§ **What you should do**
Repeat the lines beginning at the one with "Could you please point to the rocky" and running to the end of the material, keeping the first and last of them, exactly as they appear.

§ **Data extract**
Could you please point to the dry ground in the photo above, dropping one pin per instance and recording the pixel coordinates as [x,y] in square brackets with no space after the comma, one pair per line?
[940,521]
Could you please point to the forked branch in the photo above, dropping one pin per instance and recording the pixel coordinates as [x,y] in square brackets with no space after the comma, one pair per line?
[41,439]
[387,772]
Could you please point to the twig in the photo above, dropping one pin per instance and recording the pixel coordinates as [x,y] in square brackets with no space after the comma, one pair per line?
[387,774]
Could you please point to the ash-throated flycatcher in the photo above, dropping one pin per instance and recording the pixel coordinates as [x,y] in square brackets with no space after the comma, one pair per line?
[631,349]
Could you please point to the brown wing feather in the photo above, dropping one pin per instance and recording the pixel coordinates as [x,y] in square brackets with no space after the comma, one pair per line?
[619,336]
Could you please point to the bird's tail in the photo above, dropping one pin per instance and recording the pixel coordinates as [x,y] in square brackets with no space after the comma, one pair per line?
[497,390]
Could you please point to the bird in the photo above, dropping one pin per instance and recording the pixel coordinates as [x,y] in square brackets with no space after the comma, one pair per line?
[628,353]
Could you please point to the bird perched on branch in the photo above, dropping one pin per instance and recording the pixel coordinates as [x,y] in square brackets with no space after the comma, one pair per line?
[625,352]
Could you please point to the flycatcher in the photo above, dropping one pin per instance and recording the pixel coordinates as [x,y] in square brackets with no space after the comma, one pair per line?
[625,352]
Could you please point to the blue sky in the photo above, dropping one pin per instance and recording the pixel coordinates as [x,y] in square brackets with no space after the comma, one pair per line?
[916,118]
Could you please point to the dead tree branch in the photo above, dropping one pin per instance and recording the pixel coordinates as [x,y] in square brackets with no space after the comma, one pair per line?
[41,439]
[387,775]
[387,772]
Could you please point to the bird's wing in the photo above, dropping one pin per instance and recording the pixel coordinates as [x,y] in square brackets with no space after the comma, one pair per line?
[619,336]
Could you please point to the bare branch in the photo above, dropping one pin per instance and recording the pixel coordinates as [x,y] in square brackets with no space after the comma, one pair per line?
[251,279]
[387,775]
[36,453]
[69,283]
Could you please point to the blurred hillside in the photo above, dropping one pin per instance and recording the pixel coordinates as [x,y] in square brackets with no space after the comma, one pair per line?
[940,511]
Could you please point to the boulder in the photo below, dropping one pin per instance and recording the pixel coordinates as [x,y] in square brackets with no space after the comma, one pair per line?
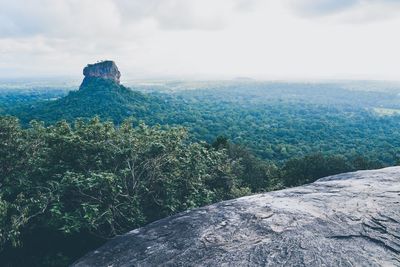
[104,69]
[351,219]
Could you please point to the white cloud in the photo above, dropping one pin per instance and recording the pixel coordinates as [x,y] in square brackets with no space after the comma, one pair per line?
[202,38]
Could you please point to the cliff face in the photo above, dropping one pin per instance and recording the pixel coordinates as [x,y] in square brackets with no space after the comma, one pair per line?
[104,69]
[351,219]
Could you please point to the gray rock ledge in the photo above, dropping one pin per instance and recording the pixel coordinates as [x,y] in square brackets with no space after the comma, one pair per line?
[351,219]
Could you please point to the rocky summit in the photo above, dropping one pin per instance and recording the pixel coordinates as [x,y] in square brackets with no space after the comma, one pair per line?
[351,219]
[104,69]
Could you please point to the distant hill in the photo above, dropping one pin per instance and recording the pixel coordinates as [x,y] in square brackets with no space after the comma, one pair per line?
[99,94]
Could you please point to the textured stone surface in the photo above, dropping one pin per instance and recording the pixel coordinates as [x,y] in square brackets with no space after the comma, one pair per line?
[104,69]
[351,219]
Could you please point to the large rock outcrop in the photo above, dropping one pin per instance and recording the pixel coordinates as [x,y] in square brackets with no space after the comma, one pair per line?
[104,69]
[351,219]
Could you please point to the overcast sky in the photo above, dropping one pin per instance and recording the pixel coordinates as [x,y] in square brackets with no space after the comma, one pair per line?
[203,39]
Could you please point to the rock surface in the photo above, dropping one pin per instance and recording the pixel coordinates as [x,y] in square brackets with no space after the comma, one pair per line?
[351,219]
[105,69]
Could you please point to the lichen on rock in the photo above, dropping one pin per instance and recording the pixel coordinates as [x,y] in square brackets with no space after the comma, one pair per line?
[351,219]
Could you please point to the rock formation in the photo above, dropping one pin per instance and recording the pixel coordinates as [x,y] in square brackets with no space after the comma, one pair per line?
[105,69]
[351,219]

§ **Complete output**
Could you please point to the rocky summit in the photo above, dropping one pin per instance and recording the pixel coordinates as [x,y] in square brackets with no space after the comma, one pair per line?
[351,219]
[104,69]
Could you please point to the distant hill in the photo above, dropping one pin per instance and recording the pixel coordinates as [x,y] in square brackets with no space after the comma, one pair per line?
[99,94]
Could you please point to the textured stone surface in the photo above, dropping one pin per instance and recording the pixel coordinates as [x,y] in square brackets with no space after the comma, one pair per line?
[104,69]
[351,219]
Could you please point to the large rock outcrop in the photo above, dropping one pin per instance and recording the pixel coordinates as [x,y] in square brackets with no space after the comma, one pair per line?
[104,69]
[351,219]
Could you please point to the overcast sky in the photo above, dropping one pin per instance and recording the pixel coordinates as [x,y] in square brackets with no space after the comma, one pair per line?
[203,39]
Could you please point to the rock surface in the photo above, dropping one pin per instance and recording the pixel coordinates as [x,y] in square brackets with no space after the comma, one pair per line?
[351,219]
[105,69]
Could you please point to the lichen on rock in the photo above, dropping one pin per instance and recording the pixel coordinates as [x,y] in square brackets with no space after the comma, one pair per line?
[351,219]
Could you please point to the rock formation in the photo above, dropping one pin per instance and recording the pixel coordinates as [x,y] in square brackets with no space after the comma, one pair per line?
[105,69]
[351,219]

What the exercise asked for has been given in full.